=== Exercise materials ===
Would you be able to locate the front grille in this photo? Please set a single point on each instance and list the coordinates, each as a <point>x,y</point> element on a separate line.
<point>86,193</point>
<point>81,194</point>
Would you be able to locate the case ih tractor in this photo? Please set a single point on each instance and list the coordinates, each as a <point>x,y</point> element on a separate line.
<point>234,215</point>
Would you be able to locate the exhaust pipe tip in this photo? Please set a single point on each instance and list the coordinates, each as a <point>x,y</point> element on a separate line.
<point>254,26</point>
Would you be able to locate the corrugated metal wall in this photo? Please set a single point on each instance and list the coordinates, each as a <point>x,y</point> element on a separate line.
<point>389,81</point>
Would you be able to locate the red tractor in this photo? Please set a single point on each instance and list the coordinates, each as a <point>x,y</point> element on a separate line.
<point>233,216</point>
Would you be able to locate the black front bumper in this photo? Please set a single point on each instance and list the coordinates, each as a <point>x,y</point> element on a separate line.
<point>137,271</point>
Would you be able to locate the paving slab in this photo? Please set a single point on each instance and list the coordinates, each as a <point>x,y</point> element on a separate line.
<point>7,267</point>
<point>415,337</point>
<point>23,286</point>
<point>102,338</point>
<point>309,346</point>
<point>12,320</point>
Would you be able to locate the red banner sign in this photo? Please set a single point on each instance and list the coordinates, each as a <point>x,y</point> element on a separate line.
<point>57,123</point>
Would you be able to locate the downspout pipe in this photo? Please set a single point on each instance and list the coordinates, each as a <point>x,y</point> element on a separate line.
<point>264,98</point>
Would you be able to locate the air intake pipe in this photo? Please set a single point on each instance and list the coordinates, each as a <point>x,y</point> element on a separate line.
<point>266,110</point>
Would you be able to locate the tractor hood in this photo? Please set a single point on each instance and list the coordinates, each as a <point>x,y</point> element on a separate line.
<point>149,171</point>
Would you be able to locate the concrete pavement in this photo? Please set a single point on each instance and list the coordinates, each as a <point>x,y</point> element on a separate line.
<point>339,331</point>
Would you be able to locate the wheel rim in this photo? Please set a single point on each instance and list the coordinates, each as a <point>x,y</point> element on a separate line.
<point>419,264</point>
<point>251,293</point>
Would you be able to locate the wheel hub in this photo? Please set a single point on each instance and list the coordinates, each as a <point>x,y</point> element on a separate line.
===
Task goal: Would it be possible to set down the full listing again, character for character?

Result for this exercise:
Would you be able to locate the front grille in this photo? Please set a single point on each instance and list the coordinates, each as a <point>x,y</point> element on a separate line.
<point>86,193</point>
<point>81,194</point>
Would you be able to locate the case ih tractor in this photo? Please set a single point on each instance and list the coordinates, each as a <point>x,y</point> element on a separate line.
<point>234,215</point>
Would you be able to locate the exhaust pipe tip in this photo? Please set a single point on each instance and list the coordinates, each as a <point>x,y</point> element on a separate line.
<point>254,26</point>
Would you be able to locate the corrugated metal wall in this photo? Please set a single point on each instance and list the coordinates, each as a <point>x,y</point> element on a separate line.
<point>389,81</point>
Would you be able to locate the red tractor in this photo? Please set a single point on each instance and list the coordinates, each as a <point>x,y</point> element on a separate line.
<point>233,216</point>
Would you be able to locate the black front bumper in this photo? Please set a single point on each instance and list the coordinates, each as a <point>x,y</point> element on a separate line.
<point>137,271</point>
Would you be able to locate the paving slab in this photo? Please set a single point on each instance and list the coordinates, each as a <point>x,y</point> element on a separate line.
<point>7,267</point>
<point>415,337</point>
<point>23,286</point>
<point>102,338</point>
<point>309,346</point>
<point>12,320</point>
Would you be able to locate the red banner sign in this photo? Please set a single point on each instance and list the coordinates, each as a <point>x,y</point> element on a separate line.
<point>57,123</point>
Would you be able to locate the downspout pipe in this photo? Please set a single point on each instance and list the coordinates, each as a <point>x,y</point> element on a separate line.
<point>264,98</point>
Would you be able to locate the air intake pipe in this photo? Please set a single point on each instance and list the coordinates, each as a <point>x,y</point> element on a separate line.
<point>266,110</point>
Would you be able to locate the tractor hood in this photo? Please set a single point on each instance and list the coordinates, each as a <point>x,y</point> element on a separate line.
<point>149,171</point>
Would you be able to locate the concrete pavement in this photo? Please set a single point on each instance and list the coordinates, each as a <point>x,y</point> element on a separate line.
<point>339,331</point>
Would you be able to locate the wheel rim in this photo? Please set a single point on each instance and list the coordinates, each as a <point>x,y</point> element on a separate line.
<point>419,264</point>
<point>251,293</point>
Would you be able to locate the wheel hub in this photo? Please set a single point on each instance and list the coordinates, each as a <point>x,y</point> element on a separate line.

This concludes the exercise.